*** Begin section ***
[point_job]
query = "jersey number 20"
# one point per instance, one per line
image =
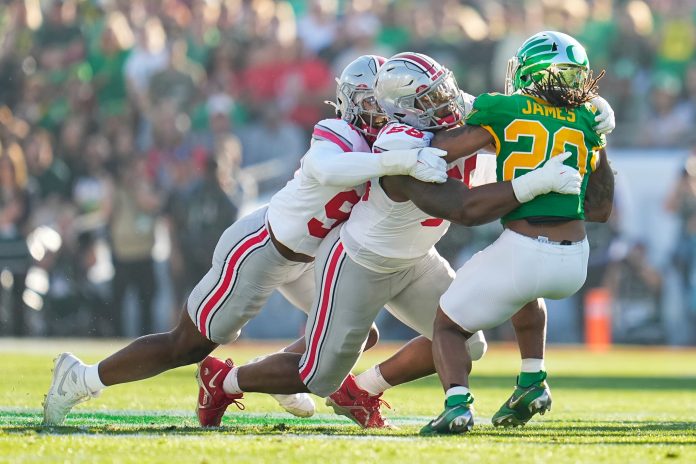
(540, 140)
*** End section ***
What needs to be done:
Output all of the data exactly. Skip the pictures.

Result for this task:
[point_job]
query = "jersey number 20"
# one point per instance, one per line
image =
(540, 140)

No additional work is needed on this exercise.